Set task: Decide whether each statement agrees with the well completion passage, answering yes or no and quoting the deciding words: 1. The operator marks the service string at a surface location to track tool positions. 2. In highly deviated wellbores, string movement at the surface is fully transmitted to the downhole location. 3. The sandface assembly is conveyed by a wireline.

Passage:

++++++++++

In a variety of well completion operations, a sandface assembly, including screens, is conveyed by a service tool and positioned across a hydrocarbon bearing formation. Upon placement of the sandface assembly, numerous well operations, such as placing a gravel pack in the annulus between the Earth formation and the screens, are performed. Successful completion of these operations typically requires numerous movements of the service tool relative to the sandface assembly to effectuate a variety of flow paths.
For successful execution of a service job, a detailed understanding of the downhole interactions between the service tool/service string and the sandface assembly is required Specific downhole service tools are actuated by movement of the service string which requires an operator to have substantial knowledge of the downhole service tool as well as an ability to visualize the operation and status of the service tool. Typically, the operator marks the service string at a surface location to track the relative positions of the service tool and the downhole sandface assembly. As the service string is moved, each marked position is assumed to indicate a specific position of the service tool relative to the downhole sandface assembly. This approach, however, relies on substantial knowledge and experience of the operator and is susceptible to inaccuracies due to, for example, extension and contraction of the service string. Moreover, in highly deviated wellbores with difficult trajectories, much of the string movement is lost between the surface and the downhole location due to string buckling, compression, and the like. In such systems where gravel packs are performed, the service tool also can be prone to sticking with respect to the downhole sandface assembly.

++++++++++

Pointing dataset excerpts
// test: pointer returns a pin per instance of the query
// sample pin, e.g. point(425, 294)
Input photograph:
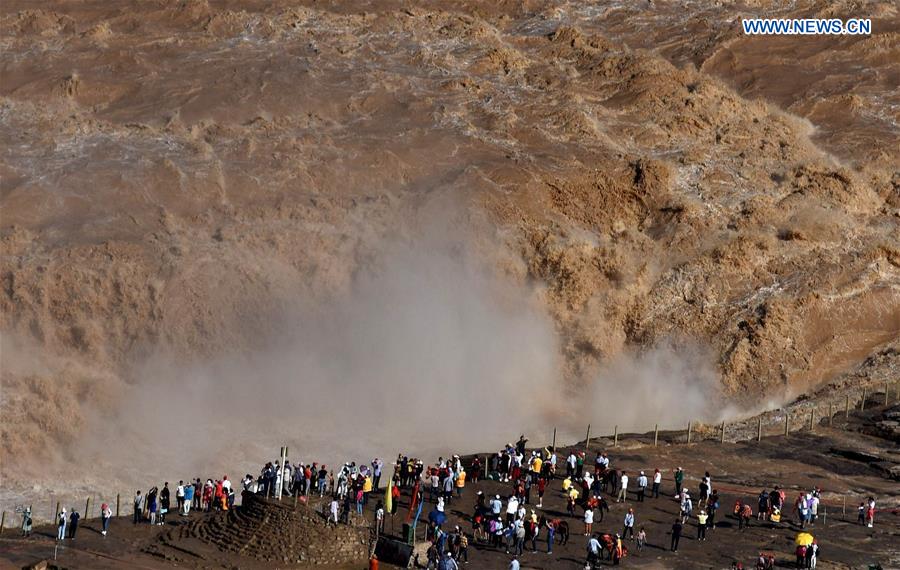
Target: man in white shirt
point(642, 487)
point(512, 508)
point(623, 492)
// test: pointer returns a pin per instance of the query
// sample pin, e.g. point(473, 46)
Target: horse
point(608, 542)
point(562, 530)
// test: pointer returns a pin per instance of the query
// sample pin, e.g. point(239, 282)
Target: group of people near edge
point(513, 521)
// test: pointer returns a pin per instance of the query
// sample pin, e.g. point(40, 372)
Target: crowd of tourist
point(513, 521)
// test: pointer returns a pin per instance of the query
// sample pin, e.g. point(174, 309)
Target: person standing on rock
point(163, 503)
point(588, 520)
point(623, 491)
point(712, 507)
point(702, 519)
point(105, 515)
point(677, 527)
point(188, 499)
point(628, 529)
point(138, 507)
point(152, 504)
point(27, 522)
point(335, 506)
point(198, 493)
point(179, 496)
point(61, 525)
point(73, 523)
point(642, 487)
point(379, 518)
point(377, 467)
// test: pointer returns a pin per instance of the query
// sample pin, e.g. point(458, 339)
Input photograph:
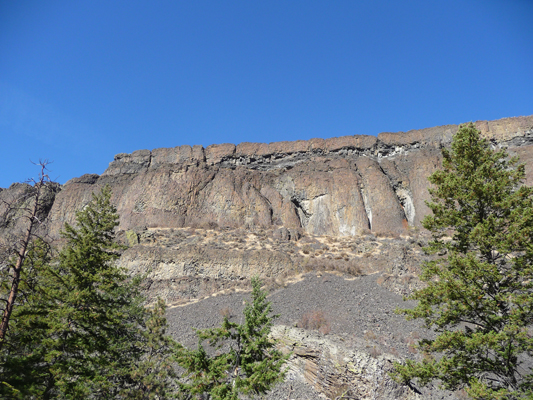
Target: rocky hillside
point(331, 226)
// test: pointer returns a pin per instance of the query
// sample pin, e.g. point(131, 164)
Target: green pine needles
point(80, 330)
point(244, 361)
point(479, 293)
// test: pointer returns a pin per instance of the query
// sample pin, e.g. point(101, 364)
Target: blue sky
point(81, 81)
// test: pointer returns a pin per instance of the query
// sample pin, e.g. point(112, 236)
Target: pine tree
point(82, 331)
point(479, 291)
point(250, 365)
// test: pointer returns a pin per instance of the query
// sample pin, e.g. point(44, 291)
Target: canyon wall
point(339, 186)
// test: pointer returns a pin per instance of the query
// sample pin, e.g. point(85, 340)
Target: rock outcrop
point(338, 186)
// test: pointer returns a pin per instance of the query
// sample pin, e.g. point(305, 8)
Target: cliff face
point(339, 186)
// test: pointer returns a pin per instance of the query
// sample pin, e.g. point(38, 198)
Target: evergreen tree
point(245, 360)
point(82, 331)
point(479, 291)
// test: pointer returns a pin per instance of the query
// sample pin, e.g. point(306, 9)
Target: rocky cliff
point(340, 186)
point(200, 222)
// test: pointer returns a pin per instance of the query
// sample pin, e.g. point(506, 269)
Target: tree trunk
point(21, 255)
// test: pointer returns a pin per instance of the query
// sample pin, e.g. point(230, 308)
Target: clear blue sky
point(81, 81)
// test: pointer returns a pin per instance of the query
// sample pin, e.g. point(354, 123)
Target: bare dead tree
point(31, 211)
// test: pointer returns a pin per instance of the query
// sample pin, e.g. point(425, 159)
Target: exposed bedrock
point(339, 186)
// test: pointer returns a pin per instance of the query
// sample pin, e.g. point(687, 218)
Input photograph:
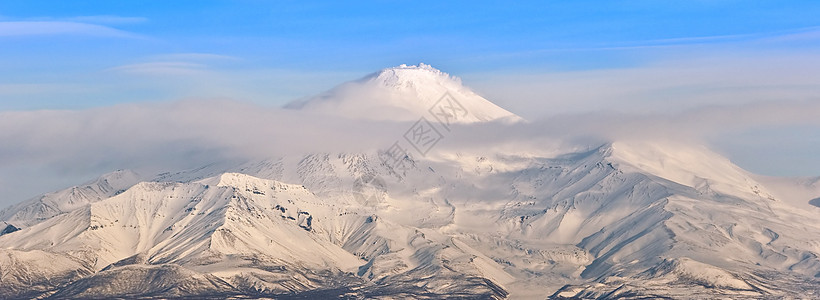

++++++++++

Output of the exercise:
1. Yes: "Typically, the operator marks the service string at a surface location to track the relative positions of the service tool and the downhole sandface assembly."
2. No: "much of the string movement is lost between the surface and the downhole location due to string buckling, compression, and the like."
3. No: "a sandface assembly, including screens, is conveyed by a service tool"